> [REQUIRED TASK A]
Quote the stretch of the Pulumi backend text from "Justin Van Patten Justin" through "and much more.".

> [SELECTED EXTRACT]
Aligning Projects between Service and DIY Backend

Justin Van Patten Justin Van Patten Abhinav Gupta Abhinav Gupta
Aligning Projects between Service and DIY Backend

At Pulumi, our goal is to offer the best Infrastructure as Code experience for all cloud developers. From the very beginning, we’ve believed that the best IaC experience is made possible by combining a great open source SDK and CLI with a great backend management service. This is why we built Pulumi Cloud, a rich management platform for your Infrastructure as Code, which includes a forever free option for individuals, a generous free tier for teams, and critical tools for enterprises to manage IaC at scale.

Over the last few years, we’ve continued to expand the features of the Pulumi Service - with Deployments, Audit Logs, SAML SSO and SCIM, Teams, Stack Transfers, Favorites, Organization and Team Access Tokens and much more.

> [STORED ROWS]

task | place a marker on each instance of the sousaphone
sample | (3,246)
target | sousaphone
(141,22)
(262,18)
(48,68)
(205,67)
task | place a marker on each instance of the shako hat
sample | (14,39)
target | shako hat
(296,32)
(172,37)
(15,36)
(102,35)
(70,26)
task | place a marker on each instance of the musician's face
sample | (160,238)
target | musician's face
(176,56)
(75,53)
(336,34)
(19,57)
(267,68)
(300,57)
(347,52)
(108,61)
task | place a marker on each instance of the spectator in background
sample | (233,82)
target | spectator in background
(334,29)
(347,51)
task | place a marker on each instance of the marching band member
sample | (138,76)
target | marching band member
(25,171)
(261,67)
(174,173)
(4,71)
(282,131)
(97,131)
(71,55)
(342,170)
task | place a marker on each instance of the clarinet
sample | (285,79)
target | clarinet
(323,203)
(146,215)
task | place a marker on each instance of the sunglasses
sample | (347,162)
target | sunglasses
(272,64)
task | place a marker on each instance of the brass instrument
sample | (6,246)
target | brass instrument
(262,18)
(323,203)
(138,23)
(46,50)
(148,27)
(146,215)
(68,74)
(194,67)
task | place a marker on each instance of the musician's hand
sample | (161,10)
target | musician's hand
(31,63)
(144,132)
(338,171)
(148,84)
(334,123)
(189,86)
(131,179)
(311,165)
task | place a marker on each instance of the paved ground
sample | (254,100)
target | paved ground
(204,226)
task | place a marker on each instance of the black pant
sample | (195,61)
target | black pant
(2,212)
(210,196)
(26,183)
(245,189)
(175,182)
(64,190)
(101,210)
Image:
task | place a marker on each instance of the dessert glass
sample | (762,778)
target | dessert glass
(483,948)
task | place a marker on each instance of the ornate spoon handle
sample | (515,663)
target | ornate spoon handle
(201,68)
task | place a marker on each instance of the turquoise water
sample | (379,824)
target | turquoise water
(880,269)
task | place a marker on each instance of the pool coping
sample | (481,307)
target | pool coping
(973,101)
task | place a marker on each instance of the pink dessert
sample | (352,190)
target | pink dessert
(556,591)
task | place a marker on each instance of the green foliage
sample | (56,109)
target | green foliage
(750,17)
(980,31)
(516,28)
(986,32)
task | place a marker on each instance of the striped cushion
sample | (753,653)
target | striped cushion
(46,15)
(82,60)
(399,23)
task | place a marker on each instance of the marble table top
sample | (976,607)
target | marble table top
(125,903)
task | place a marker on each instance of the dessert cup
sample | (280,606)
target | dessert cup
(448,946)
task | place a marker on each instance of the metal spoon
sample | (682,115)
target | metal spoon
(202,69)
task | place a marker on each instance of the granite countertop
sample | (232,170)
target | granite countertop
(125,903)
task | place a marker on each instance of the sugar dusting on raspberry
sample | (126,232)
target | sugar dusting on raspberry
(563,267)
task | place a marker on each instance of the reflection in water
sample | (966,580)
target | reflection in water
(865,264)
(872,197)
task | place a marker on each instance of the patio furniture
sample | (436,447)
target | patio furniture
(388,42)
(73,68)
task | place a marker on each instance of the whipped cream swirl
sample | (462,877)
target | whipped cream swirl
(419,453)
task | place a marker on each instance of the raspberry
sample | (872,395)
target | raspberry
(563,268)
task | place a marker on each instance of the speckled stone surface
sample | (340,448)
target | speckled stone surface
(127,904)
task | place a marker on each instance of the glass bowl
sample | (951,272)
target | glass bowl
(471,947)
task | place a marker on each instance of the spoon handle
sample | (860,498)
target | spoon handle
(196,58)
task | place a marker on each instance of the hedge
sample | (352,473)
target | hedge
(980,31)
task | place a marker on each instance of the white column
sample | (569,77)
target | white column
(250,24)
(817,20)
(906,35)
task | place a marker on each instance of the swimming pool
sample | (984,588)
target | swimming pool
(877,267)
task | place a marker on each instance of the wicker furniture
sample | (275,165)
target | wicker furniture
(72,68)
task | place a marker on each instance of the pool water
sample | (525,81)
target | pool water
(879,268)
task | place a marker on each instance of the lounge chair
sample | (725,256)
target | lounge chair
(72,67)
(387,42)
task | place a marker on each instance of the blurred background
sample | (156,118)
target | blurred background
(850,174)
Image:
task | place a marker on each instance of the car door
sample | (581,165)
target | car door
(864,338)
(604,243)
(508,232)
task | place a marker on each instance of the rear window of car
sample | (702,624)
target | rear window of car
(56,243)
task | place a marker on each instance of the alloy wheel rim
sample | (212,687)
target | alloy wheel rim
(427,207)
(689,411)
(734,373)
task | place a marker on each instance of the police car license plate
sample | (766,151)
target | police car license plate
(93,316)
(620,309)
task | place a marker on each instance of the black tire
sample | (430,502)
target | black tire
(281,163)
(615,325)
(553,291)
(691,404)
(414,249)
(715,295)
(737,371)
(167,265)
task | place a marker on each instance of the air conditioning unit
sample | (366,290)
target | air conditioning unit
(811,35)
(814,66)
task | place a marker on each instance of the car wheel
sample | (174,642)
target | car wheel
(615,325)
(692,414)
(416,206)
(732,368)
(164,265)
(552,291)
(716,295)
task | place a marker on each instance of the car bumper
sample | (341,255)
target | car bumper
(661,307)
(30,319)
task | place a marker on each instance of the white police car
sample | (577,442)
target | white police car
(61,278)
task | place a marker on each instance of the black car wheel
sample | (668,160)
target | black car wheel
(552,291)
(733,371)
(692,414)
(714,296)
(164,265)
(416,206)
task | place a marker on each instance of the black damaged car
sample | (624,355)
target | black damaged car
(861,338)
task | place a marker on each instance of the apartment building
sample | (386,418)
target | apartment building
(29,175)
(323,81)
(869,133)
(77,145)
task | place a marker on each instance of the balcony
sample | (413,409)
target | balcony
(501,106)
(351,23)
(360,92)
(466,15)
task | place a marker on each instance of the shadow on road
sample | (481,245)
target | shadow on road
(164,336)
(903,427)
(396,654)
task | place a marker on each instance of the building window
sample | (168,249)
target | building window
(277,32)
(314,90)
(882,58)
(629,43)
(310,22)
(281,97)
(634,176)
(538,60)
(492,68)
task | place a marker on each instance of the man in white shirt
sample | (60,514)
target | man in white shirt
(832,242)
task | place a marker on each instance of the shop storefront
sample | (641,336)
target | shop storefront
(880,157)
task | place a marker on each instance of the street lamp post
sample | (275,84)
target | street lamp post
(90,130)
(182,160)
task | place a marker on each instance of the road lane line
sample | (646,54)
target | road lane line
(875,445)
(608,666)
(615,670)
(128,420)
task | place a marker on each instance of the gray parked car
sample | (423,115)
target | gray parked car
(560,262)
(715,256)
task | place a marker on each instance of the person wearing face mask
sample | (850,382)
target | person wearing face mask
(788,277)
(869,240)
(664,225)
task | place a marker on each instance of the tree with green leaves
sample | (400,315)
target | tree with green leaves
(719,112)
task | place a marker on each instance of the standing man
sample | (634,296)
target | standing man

> [REQUIRED TASK B]
Take the stretch of the listing from the line containing "task | place a marker on each instance of the person" through the end of the listing, and write it out again with "green leaves" changed to "yellow leaves", leaving everything else unchanged.

> [TASK RESPONSE A]
Justin Van Patten Justin Van Patten Abhinav Gupta Abhinav Gupta
Aligning Projects between Service and DIY Backend

At Pulumi, our goal is to offer the best Infrastructure as Code experience for all cloud developers. From the very beginning, we’ve believed that the best IaC experience is made possible by combining a great open source SDK and CLI with a great backend management service. This is why we built Pulumi Cloud, a rich management platform for your Infrastructure as Code, which includes a forever free option for individuals, a generous free tier for teams, and critical tools for enterprises to manage IaC at scale.

Over the last few years, we’ve continued to expand the features of the Pulumi Service - with Deployments, Audit Logs, SAML SSO and SCIM, Teams, Stack Transfers, Favorites, Organization and Team Access Tokens and much more.

> [TASK RESPONSE B]
task | place a marker on each instance of the person wearing face mask
sample | (850,382)
target | person wearing face mask
(788,277)
(869,240)
(664,225)
task | place a marker on each instance of the tree with yellow leaves
sample | (400,315)
target | tree with yellow leaves
(719,112)
task | place a marker on each instance of the standing man
sample | (634,296)
target | standing man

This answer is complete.